— TEXT TO READ —
<<<<

Why bring this up? Because of the way the second Nikita TV show, developed by Craig Silverstein for the CW, turns this narrative on its head, addressing its predecessors’ ethos in a way that makes for a surprisingly compelling story about abuse.
Prior to 2010, one of the more notable things about the various retellings of Nikita is how closely they hewed to the original film. The largely pointless 1993 American remake Point of No Return replicates the original’s beats with no ideas of its own except to sand off the characters’ edges. While La Femme Nikita makes important changes to the narrative—its Nikita is not actually a killer before she is made into one by the Section, and displays none of the original’s antisocial, violent behavior, marking her unambiguously as a victim—its pilot is essentially an abridged retelling of the film, with the remaining sequences adapted in subsequent episodes. Over time, this repetition has given the story and its various beats an element of iconicity: Nikita’s story isn’t simply the story of a woman turned assassin, but the story of a woman who is arrested and convicted for the murder of a policeman; wakes up in a room where her handler tells her of her funeral and gives her a non-choice; begins her training with the organization’s personnel, including a computer expert, a quartermaster, and a woman who schools her on femininity; finishes her training; is taken to a restaurant for what she believes is a celebration but is actually her final test; completes the mission; attempts to use the established exfil route only to find that it is blocked; escapes via the kitchen, starting a fire and escaping via a garbage chute; is taken to her new apartment and given a cover identity; dresses up as a maid for her first official mission; gets a civilian boyfriend; is asked during a “vacation” to assassinate someone with a sniper rifle hidden in her hotel room bathroom, a mission she completes while her oblivious boyfriend talks to her from outside. Therefore, when Nikita presents a story that completely skips Nikita’s time in the organization and picks up three years after her escape, it’s unprecedented. It’s a new story in a franchise which is more-than-usually averse to those.

>>>>

— COMPLETE THE FOLLOWING —
• A. In the essay on the Nikita retellings, which members of the organization's personnel does Nikita train with? List each one.
• B. According to the essay on the Nikita retellings, who developed the second Nikita TV show, and for which network?
• C. Resume the essay on the Nikita retellings from the point where it stops.

— SUPPLIED INFORMATION —
<<<<

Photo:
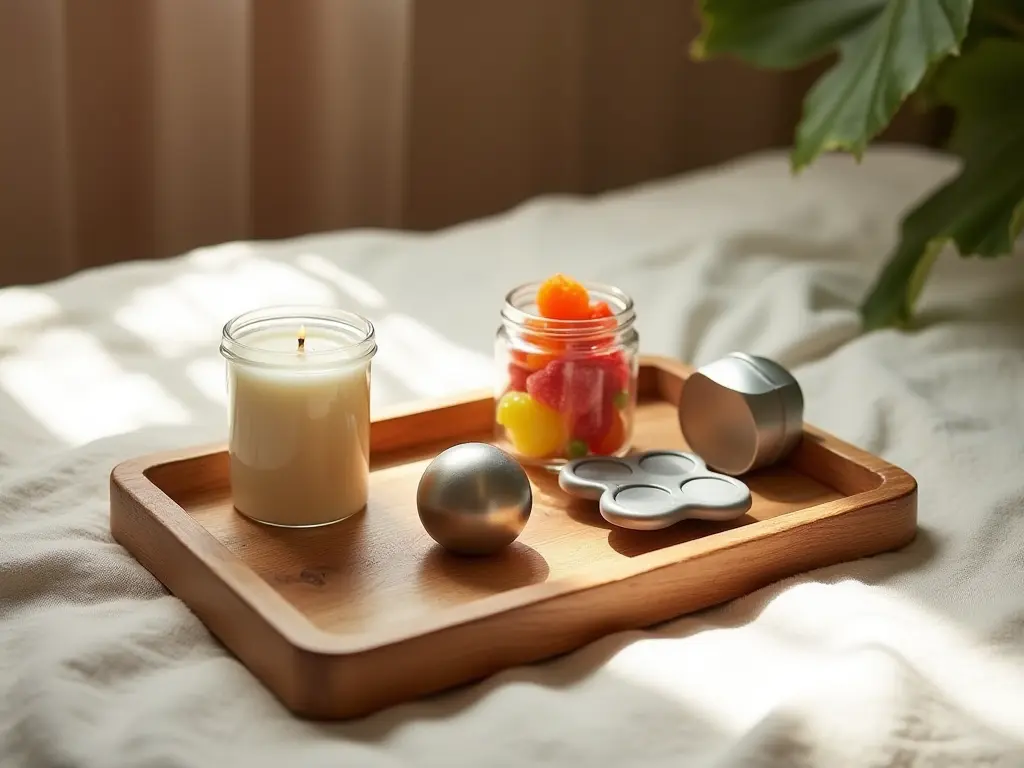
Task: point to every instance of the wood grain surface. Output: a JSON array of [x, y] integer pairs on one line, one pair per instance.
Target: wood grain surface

>>>>

— TASK-BY-TASK RESULTS —
• A.
- a computer expert
- a quartermaster
- a woman who schools her on femininity

• B. Craig Silverstein developed it for the CW.

• C.
Not that Nikita’s plot can precisely be called new. While its story avoids the territory trod by its predecessors, it does so by following in the footsteps of another series, the aforementioned Alias, to an uncanny degree. Adopting that series’ premise of “what if the spy agency was lying about being an anti-terrorism group” wholesale, the series frames the organization, now called Division, as Nikita’s core enemy, and its destruction, and the rescue of the people it has tricked into working for it, as her chief goals. Further solidifying the parallels, Nikita (Maggie Q) attempts to carry her vendetta out by means of Alex (Lyndsy Fonseca), a younger woman trained by Nikita to infiltrate Division and serve as her woman on the inside, and who is in many ways the Sydney Bristow to Nikita’s SpyDaddy. It is through Alex that Nikita goes through the expected scenes—the meeting with Michael (angry otter Shane West) the training sequences the meeting with Amanda (Melinda Clarke), graduation. These don’t all go the way they traditionally do, but then, that’s part of the point.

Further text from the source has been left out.